[TASK]
The answer is to be the data below, written out in full and exactly.

DATA PROVIDED: Begin

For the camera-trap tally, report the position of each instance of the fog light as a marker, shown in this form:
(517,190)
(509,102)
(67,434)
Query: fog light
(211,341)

DATA PROVIDED: End

[EXERCISE RESPONSE]
For the camera-trap tally, report the position of each instance of the fog light as a marker, shown in this form:
(517,190)
(509,102)
(67,434)
Query: fog light
(211,341)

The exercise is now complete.